BIBLIOTHECA DE CLASSICOS PORTUGUEZES
* * * * *
Director litterario
LUCIANO CORDEIRO
* * * * *
Proprietario e fundador
MELLO D'AZEVEDO
BIBLIOTHECA DE CLASSICOS PORTUGUEZES
*Director litterario—LUCIANO CORDEIRO*
Proprietario e fundador—MELLO D'AZEVEDO
* * * * *
CHRONICA DE EL-REI D. PEDRO I
POR
Fernão Lopes
ESCRIPTORIO
147, Rua dos Retrozeiros, 147
LISBOA
1895
LISBOA
Impresso na Typ. do «Commercio de Portugal» 35, Rua Ivens, 41
1895
*DUAS PALAVRAS*
Realisando corajosamente a boa, a piedosa idea de republicar as chronicas impressas do—Pae da Historia Nacional,—como Herculano apellidou Fernão Lopes, Mello d'Azevedo, o editor d'esta modesta e patriotica bibliotheca podera, hoje, ainda! suprir qualquer explicação prefacial com as palavras do nosso grande historiador moderno, quando ha mais de meio seculo tracejava o perfil do encantador—«escripvam»—do bom Rei Dom Duarte:
—«Tão raros, ou tão pouco lidos andam os antigos escriptores portuguezes que muitas pessoas ha, não de todo hospedes nas letras, que apenas de nome os conheçam, e frequentes vezes nem de nome.»
Hoje, ainda!…
Fernão Lopes é quasi exclusivamente conhecido de nome, e já agora arejemos toda a nossa idea, mais exactamente toda a nossa observação positiva e directa: nem de nome o conhece muito litterato gloriosamente emproado pelas novas camarilhas do elogio mutuo na fama e na faina da renovação da Historia e da Arte nacional… por estampilha francelha.
Uma das causas da mingua, a bem dizer, absoluta, de vulgarisação dos nossos antigos escriptores, dos nossos melhores monumentos litterarios, da nossa historia, até, indicamol-a já n'outra publicação d'esta bibliotheca: é o espirito estreitamente, inconsequentemente monopolista dos eruditos ou dos que se querem dar ares de taes; é a superstição das reproducções mais ou menos arbitrariamente chamadas fieis, conservadoras de uma ortographia, de uma disposição typographica até, obsoleta, indigesta, inacessivel á leitura corrente, á assimilação immediata, actual, affectiva da multidão.

▶ TAREFAS PEDIDAS:
**1.** Responda com base no texto fornecido:
(a) Quem é indicado como diretor literário da biblioteca?
(b) Em que rua ficava o escritório da edição?
(c) Que designação Herculano deu a Fernão Lopes?
**2.** Copie do texto fornecido o trecho que vai de "Hoje, ainda!…" até "por estampilha francelha.", inclusive.
Responda com base exclusivamente no texto fornecido.

▶ LISTAGEM DO MATERIAL:
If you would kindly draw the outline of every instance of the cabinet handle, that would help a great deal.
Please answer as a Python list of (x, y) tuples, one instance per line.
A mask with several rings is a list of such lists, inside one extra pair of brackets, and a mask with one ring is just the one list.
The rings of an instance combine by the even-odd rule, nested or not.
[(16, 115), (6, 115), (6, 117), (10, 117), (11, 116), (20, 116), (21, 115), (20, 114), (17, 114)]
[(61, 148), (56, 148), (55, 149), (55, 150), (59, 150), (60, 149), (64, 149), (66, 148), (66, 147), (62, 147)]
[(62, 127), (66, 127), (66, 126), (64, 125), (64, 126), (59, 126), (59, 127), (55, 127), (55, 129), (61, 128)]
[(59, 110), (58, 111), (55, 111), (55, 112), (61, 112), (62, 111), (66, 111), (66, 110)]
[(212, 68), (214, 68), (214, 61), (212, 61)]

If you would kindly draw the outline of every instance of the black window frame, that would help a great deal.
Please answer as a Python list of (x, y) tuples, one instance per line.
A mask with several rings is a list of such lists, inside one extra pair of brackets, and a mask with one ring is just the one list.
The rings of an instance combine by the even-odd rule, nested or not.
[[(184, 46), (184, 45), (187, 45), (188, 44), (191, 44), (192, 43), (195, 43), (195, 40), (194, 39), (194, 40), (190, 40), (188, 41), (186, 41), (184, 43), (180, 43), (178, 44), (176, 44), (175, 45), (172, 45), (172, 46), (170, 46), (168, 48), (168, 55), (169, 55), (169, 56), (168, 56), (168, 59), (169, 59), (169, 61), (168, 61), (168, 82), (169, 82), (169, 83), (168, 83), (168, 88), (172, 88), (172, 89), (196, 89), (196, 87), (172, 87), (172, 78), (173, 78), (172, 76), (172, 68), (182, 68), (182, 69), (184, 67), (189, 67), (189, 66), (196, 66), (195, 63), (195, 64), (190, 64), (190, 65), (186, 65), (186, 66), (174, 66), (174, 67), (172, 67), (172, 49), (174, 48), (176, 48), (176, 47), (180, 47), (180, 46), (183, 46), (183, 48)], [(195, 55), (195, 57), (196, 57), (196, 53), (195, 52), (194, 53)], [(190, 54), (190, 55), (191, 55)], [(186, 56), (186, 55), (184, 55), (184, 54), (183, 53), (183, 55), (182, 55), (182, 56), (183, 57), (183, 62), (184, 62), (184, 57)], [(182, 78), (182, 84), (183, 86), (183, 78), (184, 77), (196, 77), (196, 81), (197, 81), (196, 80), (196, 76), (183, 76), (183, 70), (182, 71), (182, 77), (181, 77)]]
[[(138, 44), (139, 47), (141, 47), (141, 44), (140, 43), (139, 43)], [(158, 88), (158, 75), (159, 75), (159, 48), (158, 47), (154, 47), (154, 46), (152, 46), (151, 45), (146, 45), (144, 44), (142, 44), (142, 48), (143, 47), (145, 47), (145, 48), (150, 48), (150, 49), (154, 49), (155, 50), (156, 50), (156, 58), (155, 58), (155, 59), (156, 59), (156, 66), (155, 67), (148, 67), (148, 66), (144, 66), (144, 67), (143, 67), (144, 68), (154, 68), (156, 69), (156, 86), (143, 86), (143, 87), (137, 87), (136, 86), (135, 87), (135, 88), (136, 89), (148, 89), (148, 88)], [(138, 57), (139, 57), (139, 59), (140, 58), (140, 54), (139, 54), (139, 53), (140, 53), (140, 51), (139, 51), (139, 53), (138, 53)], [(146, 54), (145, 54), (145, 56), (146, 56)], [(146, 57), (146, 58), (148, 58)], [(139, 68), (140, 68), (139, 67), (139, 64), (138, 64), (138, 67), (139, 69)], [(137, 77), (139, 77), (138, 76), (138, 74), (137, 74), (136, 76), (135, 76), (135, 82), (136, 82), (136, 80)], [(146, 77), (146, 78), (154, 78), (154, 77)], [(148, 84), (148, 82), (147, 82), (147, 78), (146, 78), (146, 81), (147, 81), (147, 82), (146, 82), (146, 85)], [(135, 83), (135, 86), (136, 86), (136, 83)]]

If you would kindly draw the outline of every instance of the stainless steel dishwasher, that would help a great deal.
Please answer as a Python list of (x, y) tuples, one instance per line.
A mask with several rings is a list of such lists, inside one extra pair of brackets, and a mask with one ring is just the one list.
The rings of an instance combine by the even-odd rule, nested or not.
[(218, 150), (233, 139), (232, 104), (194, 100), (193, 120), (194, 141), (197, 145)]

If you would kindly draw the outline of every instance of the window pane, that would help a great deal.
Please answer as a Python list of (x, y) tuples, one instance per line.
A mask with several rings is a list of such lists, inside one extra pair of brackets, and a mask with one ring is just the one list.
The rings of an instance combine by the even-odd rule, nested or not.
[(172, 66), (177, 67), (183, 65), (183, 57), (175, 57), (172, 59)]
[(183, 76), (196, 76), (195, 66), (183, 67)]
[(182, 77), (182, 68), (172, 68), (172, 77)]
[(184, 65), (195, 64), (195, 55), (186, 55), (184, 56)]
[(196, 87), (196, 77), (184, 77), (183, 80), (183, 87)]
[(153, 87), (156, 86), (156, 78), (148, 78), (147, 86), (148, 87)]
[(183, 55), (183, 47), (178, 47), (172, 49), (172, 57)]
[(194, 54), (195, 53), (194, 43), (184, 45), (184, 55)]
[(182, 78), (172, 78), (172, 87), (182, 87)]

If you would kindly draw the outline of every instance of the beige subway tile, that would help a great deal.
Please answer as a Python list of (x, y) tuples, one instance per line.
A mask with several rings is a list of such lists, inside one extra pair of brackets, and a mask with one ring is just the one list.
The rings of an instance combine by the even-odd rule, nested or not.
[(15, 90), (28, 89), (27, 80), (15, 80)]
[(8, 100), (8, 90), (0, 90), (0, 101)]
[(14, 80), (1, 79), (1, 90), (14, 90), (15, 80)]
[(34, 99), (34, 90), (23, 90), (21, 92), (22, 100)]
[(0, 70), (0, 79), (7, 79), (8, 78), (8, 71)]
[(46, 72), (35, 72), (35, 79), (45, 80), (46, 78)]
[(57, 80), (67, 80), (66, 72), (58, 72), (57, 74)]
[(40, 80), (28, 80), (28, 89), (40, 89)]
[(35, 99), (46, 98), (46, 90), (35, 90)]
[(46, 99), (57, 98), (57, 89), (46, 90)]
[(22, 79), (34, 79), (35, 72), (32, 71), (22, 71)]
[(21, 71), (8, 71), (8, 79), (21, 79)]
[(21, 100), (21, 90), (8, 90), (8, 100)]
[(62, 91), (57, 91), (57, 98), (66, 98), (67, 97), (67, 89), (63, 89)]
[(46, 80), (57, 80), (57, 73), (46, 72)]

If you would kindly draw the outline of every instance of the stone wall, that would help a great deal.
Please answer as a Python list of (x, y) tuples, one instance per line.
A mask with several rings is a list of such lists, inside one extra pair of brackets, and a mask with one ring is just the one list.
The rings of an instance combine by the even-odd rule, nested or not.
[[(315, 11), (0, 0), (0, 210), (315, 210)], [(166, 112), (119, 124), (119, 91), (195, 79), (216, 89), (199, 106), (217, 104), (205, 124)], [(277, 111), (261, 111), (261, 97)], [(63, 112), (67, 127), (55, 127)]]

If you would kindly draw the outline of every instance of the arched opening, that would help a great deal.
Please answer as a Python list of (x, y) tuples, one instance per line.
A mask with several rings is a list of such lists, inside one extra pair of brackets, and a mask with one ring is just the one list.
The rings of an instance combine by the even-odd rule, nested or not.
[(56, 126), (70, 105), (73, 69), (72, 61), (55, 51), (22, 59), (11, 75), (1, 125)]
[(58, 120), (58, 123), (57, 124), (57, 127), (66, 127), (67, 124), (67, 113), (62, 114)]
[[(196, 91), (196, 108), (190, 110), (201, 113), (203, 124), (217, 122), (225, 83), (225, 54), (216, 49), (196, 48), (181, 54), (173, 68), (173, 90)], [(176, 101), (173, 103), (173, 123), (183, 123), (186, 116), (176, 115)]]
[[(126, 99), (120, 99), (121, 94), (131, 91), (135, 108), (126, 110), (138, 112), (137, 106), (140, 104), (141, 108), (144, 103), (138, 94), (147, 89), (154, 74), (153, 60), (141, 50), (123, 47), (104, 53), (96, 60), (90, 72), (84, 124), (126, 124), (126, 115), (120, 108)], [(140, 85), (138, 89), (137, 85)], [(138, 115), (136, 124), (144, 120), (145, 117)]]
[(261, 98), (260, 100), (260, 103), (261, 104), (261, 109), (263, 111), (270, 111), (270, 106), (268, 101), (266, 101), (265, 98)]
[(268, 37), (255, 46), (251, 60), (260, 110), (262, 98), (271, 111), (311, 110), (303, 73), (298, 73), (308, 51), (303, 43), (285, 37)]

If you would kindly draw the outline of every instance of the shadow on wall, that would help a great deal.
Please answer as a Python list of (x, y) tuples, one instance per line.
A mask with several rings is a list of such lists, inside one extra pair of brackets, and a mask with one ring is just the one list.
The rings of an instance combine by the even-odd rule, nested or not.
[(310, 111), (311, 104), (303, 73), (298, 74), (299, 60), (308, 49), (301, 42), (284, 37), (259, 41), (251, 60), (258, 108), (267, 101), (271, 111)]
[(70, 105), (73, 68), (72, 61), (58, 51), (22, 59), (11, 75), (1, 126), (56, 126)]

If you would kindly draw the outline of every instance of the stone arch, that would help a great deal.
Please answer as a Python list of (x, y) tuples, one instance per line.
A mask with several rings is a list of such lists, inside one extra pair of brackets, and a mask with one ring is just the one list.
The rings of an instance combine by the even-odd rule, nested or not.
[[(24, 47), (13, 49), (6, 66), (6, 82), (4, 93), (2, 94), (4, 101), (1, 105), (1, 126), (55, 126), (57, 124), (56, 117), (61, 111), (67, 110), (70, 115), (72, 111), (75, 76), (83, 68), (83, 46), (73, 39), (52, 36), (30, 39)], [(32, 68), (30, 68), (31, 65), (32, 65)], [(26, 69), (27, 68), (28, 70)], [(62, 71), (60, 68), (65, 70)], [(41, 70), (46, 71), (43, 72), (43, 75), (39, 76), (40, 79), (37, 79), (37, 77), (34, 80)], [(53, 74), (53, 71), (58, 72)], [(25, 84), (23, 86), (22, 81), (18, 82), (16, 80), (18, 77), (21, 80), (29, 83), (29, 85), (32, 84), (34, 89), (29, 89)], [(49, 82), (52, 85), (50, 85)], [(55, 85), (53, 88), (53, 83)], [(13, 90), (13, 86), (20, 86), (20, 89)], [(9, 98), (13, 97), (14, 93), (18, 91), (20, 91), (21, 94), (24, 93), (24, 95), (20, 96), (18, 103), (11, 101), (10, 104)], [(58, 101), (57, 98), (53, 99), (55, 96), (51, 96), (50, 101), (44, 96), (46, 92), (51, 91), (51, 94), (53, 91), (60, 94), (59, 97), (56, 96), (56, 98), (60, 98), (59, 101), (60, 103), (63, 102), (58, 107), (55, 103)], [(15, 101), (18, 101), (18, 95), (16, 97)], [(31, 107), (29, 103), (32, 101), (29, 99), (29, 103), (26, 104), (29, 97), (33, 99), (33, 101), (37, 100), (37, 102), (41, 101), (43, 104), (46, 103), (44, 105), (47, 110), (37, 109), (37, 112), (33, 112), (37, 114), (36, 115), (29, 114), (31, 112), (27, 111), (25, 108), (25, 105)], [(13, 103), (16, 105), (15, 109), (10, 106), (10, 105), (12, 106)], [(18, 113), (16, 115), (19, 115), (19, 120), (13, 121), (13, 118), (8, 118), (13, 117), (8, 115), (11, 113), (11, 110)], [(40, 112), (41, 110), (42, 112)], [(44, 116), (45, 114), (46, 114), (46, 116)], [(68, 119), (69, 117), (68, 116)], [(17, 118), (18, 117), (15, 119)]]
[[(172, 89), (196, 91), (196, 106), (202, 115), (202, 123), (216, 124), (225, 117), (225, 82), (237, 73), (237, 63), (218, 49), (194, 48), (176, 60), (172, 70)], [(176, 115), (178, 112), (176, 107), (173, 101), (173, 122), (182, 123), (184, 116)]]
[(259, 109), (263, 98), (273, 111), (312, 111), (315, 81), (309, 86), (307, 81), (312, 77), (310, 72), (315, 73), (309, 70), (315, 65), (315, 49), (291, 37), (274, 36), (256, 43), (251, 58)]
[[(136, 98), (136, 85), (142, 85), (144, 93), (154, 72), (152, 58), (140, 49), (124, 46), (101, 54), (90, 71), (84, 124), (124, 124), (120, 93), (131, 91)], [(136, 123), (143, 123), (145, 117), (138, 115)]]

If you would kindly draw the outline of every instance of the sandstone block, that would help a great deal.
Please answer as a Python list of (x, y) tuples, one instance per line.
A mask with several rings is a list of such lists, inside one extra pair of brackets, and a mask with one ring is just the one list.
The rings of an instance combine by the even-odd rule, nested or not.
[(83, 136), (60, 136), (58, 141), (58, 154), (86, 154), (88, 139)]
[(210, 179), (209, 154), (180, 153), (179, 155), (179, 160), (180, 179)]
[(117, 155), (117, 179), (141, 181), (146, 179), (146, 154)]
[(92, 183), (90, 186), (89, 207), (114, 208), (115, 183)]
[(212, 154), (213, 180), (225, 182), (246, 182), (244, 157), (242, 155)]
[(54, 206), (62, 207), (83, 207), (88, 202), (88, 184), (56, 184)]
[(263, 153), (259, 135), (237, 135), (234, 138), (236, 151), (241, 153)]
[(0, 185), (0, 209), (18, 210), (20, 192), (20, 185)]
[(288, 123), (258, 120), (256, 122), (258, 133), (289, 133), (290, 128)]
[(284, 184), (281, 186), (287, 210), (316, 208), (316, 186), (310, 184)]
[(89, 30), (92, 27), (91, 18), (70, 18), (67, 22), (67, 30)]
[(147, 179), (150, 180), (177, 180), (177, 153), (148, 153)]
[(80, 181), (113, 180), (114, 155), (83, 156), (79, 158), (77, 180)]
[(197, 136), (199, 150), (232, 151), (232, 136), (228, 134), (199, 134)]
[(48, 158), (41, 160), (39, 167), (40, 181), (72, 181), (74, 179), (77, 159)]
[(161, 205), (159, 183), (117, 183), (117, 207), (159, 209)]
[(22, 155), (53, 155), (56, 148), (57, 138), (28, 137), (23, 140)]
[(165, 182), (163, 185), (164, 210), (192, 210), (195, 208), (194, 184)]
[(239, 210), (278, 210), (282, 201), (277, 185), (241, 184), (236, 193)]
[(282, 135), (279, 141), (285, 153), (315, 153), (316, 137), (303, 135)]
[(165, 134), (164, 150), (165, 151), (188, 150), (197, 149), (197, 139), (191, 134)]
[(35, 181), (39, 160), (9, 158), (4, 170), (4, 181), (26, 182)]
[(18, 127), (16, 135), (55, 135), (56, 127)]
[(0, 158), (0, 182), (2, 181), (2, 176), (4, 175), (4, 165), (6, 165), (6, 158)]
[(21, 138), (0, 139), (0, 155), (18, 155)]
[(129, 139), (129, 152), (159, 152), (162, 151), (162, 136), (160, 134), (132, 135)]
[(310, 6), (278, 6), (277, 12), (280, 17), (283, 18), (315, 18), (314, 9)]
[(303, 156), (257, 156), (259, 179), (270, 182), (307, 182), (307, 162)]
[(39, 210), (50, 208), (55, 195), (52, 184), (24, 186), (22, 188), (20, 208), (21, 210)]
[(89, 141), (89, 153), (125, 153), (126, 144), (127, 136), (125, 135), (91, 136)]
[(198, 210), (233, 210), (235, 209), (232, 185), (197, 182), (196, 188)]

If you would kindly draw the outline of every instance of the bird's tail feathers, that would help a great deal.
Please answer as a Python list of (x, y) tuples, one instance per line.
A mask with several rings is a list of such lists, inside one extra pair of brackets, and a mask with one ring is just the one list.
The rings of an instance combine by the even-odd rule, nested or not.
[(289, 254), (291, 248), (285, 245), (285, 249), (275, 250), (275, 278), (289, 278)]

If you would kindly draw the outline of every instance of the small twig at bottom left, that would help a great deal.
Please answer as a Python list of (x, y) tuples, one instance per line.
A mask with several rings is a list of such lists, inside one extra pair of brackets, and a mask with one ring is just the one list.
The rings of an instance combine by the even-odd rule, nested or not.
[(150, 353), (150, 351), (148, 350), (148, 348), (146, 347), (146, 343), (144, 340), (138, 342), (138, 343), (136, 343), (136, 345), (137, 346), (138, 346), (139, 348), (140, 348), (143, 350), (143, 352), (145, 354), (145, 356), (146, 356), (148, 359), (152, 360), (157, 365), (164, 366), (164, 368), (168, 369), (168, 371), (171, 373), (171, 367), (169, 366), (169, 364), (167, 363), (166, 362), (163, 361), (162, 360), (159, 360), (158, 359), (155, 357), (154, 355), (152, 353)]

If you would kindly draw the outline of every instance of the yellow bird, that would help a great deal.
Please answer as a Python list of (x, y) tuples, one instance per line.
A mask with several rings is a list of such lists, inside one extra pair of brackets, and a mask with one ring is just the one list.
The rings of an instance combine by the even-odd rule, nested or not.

▶ RESPOSTAS POR ORDEM:
**1.**
(a) Luciano Cordeiro.
(b) Na Rua dos Retrozeiros, número 147, em Lisboa.
(c) "Pae da Historia Nacional".

**2.**
Hoje, ainda!…
Fernão Lopes é quasi exclusivamente conhecido de nome, e já agora arejemos toda a nossa idea, mais exactamente toda a nossa observação positiva e directa: nem de nome o conhece muito litterato gloriosamente emproado pelas novas camarilhas do elogio mutuo na fama e na faina da renovação da Historia e da Arte nacional… por estampilha francelha.